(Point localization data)
━━━━━━━━━━━━━━━━
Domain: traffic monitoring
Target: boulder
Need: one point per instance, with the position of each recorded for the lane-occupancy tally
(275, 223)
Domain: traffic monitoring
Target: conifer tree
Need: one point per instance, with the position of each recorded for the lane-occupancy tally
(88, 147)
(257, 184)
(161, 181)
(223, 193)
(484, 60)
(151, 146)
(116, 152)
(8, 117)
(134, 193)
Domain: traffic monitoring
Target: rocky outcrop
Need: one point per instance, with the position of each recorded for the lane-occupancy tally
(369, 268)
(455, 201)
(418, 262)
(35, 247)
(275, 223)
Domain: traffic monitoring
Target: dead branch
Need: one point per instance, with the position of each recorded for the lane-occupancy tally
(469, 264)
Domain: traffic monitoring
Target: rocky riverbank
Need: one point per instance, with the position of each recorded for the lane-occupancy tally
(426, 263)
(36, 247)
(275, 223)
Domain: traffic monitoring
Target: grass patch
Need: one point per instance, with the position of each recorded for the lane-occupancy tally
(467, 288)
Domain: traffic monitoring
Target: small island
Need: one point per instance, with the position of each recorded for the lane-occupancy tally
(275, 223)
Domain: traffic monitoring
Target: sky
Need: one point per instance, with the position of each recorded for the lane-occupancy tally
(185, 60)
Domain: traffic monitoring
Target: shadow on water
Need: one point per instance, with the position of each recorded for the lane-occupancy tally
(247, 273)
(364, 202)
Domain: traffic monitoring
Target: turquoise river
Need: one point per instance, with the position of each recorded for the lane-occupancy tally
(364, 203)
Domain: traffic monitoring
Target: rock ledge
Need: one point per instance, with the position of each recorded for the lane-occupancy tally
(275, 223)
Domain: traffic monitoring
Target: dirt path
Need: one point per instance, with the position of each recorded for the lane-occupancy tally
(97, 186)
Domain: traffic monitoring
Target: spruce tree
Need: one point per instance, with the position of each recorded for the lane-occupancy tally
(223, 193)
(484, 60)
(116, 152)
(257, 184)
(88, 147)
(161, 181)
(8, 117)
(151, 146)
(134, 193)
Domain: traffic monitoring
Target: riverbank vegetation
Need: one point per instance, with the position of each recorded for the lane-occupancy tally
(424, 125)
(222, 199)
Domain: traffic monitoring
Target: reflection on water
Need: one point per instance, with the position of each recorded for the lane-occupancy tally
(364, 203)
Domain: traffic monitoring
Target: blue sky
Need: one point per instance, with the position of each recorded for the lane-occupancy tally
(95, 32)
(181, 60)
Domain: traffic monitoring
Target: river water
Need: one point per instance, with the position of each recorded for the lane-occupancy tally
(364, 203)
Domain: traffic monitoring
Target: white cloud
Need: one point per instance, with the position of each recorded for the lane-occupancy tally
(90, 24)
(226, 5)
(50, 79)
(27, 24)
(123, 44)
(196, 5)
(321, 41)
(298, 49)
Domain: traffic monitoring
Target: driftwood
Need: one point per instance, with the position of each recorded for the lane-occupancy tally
━━━━━━━━━━━━━━━━
## [Task to complete]
In full and without alteration, repeat the records.

## [Task output]
Domain: traffic monitoring
Target: boulder
Need: one point per instance, with the position of each recorded for the lane-occupancy tally
(275, 223)
Domain: traffic monitoring
Target: conifer tree
Need: one point per instance, with the position of each recorded for the lane-occupancy tally
(88, 147)
(257, 184)
(161, 181)
(223, 193)
(484, 60)
(151, 146)
(116, 152)
(8, 117)
(134, 193)
Domain: traffic monitoring
Target: rocky outcrop
Need: one point per instance, with the position of each recorded for the lane-occupancy tally
(369, 268)
(455, 201)
(418, 262)
(35, 247)
(275, 223)
Domain: traffic monitoring
Target: dead branch
Need: one point per instance, with the position of each recorded for the lane-occupancy tally
(469, 264)
Domain: traffic monitoring
Target: rocky riverbank
Need: one point per instance, with the position of each recorded for the lane-occupancy tally
(426, 263)
(36, 247)
(275, 223)
Domain: traffic monitoring
Target: grass patch
Need: one point per instance, with the position of each recorded for the lane-occupancy tally
(467, 288)
Domain: traffic monitoring
Target: small island
Need: one point per instance, with the position of each recorded for the lane-occupancy tally
(275, 223)
Domain: traffic monitoring
Target: sky
Need: one point per instance, with the position of each recorded for the lane-occupancy tally
(185, 60)
Domain: traffic monitoring
Target: shadow on water
Need: one point per instance, with the position of each recorded for the lane-occupancy tally
(247, 273)
(364, 202)
Domain: traffic monitoring
Target: turquoise river
Need: one point per instance, with the position of each recorded for the lane-occupancy tally
(364, 203)
Domain: traffic monitoring
Target: rock ledge
Need: one point per instance, with the position of each recorded for the lane-occupancy tally
(275, 223)
Domain: traffic monitoring
Target: dirt path
Need: one point per instance, with the position of each recorded for the lane-occupancy tally
(97, 186)
Domain: traffic monitoring
Target: spruce tree
Need: one point per instance, with the position of each recorded for the lane-occupancy tally
(223, 193)
(484, 60)
(116, 152)
(257, 184)
(88, 147)
(161, 181)
(8, 117)
(151, 146)
(134, 193)
Domain: traffic monitoring
Target: riverbank vegetation
Need: one point per instance, with the position of each recorded for the lane-occupancy tally
(424, 125)
(222, 199)
Domain: traffic monitoring
Target: reflection on water
Need: one point per instance, with the position of each recorded for the lane-occupancy tally
(364, 203)
Domain: traffic monitoring
Target: blue sky
Need: one point per instance, with the position of each recorded for the lane-occupancy tally
(95, 32)
(181, 60)
Domain: traffic monitoring
Target: river water
Need: one point per instance, with the position of each recorded for the lane-occupancy tally
(364, 203)
Domain: traffic monitoring
Target: white cloud
Need: one point per instance, with the position of each recorded for the lane-occupancy tally
(90, 24)
(226, 5)
(50, 79)
(27, 24)
(123, 44)
(196, 5)
(321, 41)
(298, 49)
Domain: traffic monitoring
Target: driftwood
Need: one point per instance, with the position of each recorded for the lane-occupancy tally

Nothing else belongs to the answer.